start SELECTION

When I checked my mails this morning I saw many that told me about errors on my server:
ssh_exchange_identification: Connection closed by remote host
In: STARTTLS
Out: 454 4.7.0 TLS not available due to local problem
Session aborted, reason: lost connection
sendmail: warning: fork: Cannot allocate memory
postdrop: fatal: inet_addr_local[getifaddrs]: getifaddrs: Cannot allocate memory
sendmail: warning: command "/usr/sbin/postdrop -r" exited with status 1
sendmail: fatal: cweiske(1001): unable to execute /usr/sbin/postdrop -r: Cannot allocate memory
Also, spamassassin had died multiple times yesterday and it also wasn't running this morning.
Cause study
RAM
"Cannot allocate memory" sounds as if RAM is full. The server is a VPS at HostEurope and has 8 GiB of RAM guranteed, and 8 optional ones that are shared with the other virtual servers on this machine.
My first thought was that 8 GiB were used and Linux tried to allocate optional RAM that was already used up by the other servers. Munin showed that I was using only 6 GiB of active memory, and htop showed active RAM usage of 3.7 GiB. That did not really look like it would be the cause.

end SELECTION
start RECORD EXCERPTS

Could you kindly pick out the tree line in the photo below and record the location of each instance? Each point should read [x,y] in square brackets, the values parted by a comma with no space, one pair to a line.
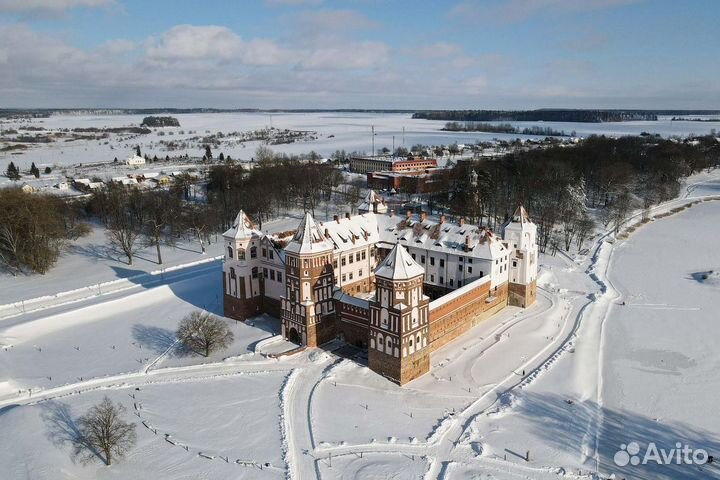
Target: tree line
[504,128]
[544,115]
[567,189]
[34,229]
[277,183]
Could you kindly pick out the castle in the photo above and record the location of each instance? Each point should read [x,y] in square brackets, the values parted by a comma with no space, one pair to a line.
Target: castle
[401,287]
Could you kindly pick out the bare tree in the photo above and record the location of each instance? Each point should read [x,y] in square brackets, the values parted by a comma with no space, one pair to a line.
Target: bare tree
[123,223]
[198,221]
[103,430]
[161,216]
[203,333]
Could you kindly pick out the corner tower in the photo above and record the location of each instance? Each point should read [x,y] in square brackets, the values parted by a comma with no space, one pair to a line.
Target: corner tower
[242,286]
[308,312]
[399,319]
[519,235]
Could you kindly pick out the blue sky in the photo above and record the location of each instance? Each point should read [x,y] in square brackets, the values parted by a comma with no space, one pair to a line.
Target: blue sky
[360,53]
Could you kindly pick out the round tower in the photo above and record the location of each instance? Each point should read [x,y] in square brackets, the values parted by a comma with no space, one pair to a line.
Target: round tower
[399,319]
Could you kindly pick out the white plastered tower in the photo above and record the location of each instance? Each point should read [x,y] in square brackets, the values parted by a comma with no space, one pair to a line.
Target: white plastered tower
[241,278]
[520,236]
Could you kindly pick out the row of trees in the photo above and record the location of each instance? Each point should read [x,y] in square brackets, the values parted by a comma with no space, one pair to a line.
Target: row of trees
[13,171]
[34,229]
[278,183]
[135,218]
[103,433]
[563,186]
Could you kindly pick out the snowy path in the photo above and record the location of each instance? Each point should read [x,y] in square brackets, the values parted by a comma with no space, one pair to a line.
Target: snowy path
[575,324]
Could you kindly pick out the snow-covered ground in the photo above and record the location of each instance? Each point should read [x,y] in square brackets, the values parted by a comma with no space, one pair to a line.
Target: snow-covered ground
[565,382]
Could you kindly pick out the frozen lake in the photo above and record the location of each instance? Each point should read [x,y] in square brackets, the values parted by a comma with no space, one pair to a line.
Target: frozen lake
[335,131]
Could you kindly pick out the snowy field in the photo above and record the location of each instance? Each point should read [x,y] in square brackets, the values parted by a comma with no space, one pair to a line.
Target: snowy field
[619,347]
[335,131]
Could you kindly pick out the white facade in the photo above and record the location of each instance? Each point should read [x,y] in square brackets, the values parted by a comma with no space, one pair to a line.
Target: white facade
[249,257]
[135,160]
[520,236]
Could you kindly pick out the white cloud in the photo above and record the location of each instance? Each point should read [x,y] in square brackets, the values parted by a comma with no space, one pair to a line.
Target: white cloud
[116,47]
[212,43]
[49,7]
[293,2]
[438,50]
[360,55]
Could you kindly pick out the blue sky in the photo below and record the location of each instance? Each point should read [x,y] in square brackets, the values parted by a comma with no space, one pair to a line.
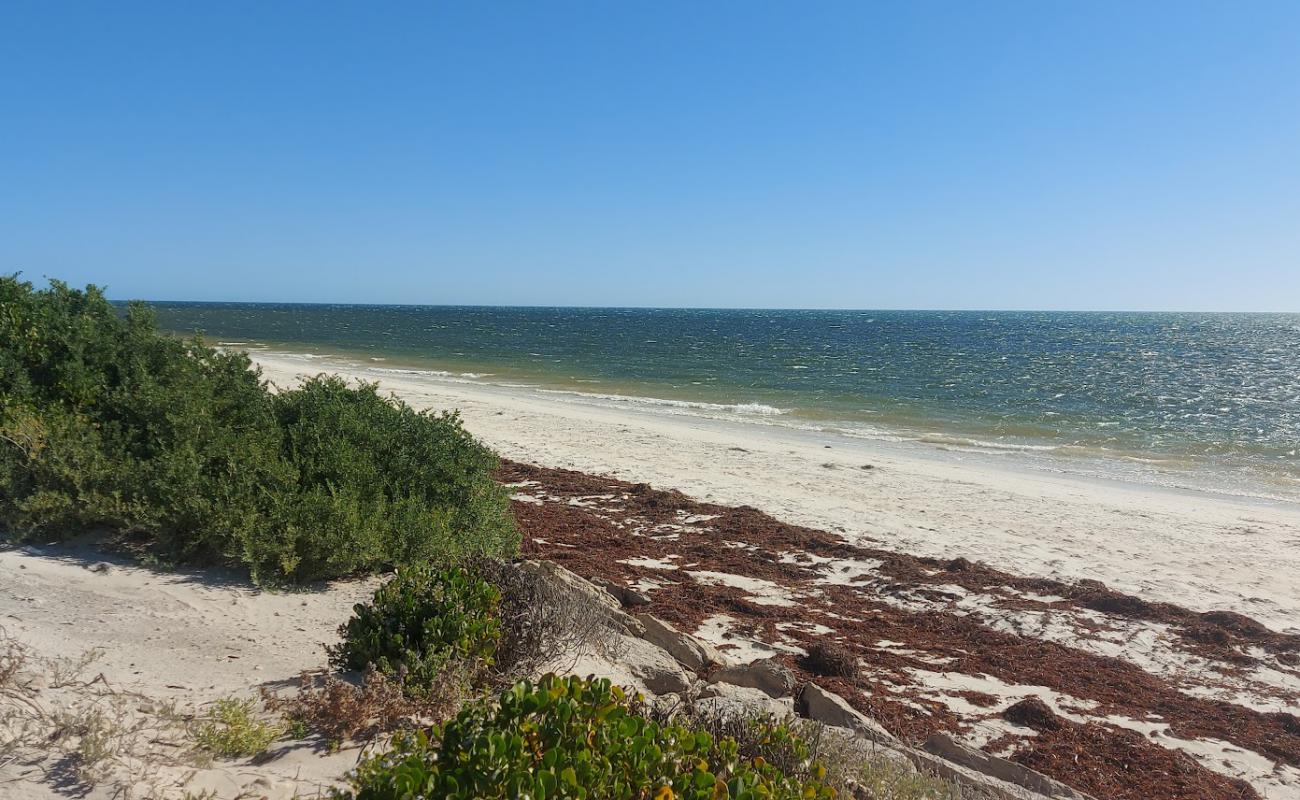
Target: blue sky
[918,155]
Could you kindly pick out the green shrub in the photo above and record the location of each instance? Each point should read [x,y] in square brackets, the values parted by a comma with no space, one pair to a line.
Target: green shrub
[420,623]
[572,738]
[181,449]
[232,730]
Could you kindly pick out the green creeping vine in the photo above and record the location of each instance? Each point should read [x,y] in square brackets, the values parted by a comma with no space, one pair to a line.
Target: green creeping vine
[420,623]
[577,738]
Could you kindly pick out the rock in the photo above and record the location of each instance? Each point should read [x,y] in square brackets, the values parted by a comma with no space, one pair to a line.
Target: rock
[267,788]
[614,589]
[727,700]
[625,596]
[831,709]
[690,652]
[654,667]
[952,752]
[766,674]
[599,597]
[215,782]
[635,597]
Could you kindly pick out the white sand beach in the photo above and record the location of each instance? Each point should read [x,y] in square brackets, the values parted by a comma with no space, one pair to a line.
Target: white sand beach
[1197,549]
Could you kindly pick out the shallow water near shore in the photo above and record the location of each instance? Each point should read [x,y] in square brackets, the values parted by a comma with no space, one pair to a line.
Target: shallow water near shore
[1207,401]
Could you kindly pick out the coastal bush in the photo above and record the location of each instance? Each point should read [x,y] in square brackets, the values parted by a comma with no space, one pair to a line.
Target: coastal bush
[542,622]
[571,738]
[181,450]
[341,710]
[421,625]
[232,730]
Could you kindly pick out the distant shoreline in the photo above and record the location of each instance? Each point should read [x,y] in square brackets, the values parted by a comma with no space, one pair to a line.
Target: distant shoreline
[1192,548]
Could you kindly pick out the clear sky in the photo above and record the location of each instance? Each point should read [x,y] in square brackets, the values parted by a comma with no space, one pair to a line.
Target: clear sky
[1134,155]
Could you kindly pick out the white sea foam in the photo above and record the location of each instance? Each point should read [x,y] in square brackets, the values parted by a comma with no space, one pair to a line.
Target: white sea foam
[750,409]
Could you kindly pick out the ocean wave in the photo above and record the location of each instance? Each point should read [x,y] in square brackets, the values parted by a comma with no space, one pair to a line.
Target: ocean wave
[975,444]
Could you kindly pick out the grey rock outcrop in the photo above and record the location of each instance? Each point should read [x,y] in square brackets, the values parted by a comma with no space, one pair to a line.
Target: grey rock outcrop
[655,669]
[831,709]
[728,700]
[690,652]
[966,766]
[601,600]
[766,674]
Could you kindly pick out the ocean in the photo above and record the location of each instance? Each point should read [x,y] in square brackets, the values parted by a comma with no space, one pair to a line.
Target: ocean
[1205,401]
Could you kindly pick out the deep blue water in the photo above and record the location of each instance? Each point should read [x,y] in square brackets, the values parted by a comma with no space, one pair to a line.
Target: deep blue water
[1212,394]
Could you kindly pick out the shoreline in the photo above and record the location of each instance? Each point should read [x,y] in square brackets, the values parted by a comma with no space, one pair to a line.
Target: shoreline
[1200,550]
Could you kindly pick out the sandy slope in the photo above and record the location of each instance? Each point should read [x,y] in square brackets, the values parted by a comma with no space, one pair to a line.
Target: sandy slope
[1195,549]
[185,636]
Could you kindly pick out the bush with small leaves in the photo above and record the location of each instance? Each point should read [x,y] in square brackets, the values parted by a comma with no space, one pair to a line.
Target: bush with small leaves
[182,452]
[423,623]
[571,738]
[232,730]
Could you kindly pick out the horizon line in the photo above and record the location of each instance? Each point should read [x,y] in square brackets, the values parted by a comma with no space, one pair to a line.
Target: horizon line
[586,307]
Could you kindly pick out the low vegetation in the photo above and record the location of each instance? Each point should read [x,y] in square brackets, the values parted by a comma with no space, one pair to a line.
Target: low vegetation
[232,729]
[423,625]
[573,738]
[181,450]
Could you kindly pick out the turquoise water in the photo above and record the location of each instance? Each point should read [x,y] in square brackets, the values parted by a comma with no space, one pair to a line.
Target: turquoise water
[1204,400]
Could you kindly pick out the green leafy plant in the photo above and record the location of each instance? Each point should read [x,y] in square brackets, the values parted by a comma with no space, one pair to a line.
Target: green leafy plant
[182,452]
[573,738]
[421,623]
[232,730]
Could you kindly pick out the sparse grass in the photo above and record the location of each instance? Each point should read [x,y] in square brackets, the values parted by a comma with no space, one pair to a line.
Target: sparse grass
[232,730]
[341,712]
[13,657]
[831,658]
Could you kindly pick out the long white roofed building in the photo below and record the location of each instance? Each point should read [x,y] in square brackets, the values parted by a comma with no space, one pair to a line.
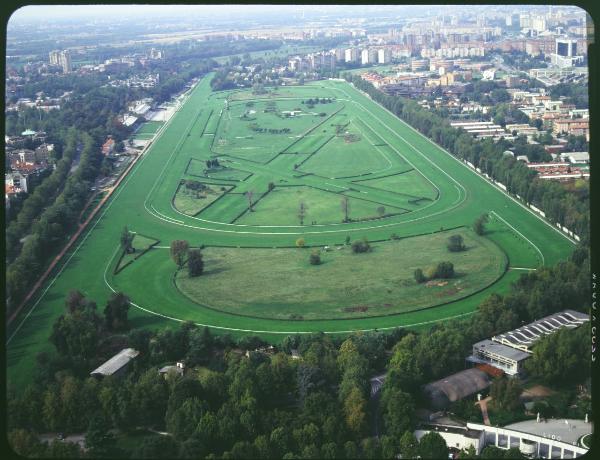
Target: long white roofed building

end RECORD EXCERPTS

■ TASKS FOR THIS EXERCISE
[1] Set down the part of the post about the server's memory errors that opens with the words containing "My first thought" and closes with "be the cause.".
[2] In the post about the server's memory errors, what active RAM usage did htop show?
[3] Extend the post about the server's memory errors, starting right after its last sentence.

■ RESPONSES
[1]
My first thought was that 8 GiB were used and Linux tried to allocate optional RAM that was already used up by the other servers. Munin showed that I was using only 6 GiB of active memory, and htop showed active RAM usage of 3.7 GiB. That did not really look like it would be the cause.

[2] 3.7 GiB

[3]
Control Panel
Then I looked at the VPS' Parallels Control Panel: The status indicator was red, "Resource shortage".
The "Resource Alerts" page showed:
Resource numothersock red alert on environment lvps5-35-241-22.dedicated.hosteurope.de current value: 1000 soft limit: hard limit: 1024
The help for numothersock was:
The number of sockets other than TCP ones.
Local (UNIX-domain) sockets are used for communications inside the system.
UDP sockets are used, for example, for Domain Name Service (DNS) queries.
UDP and other sockets may also be used in some very specialized applications (SNMP agents and others).
Bingo.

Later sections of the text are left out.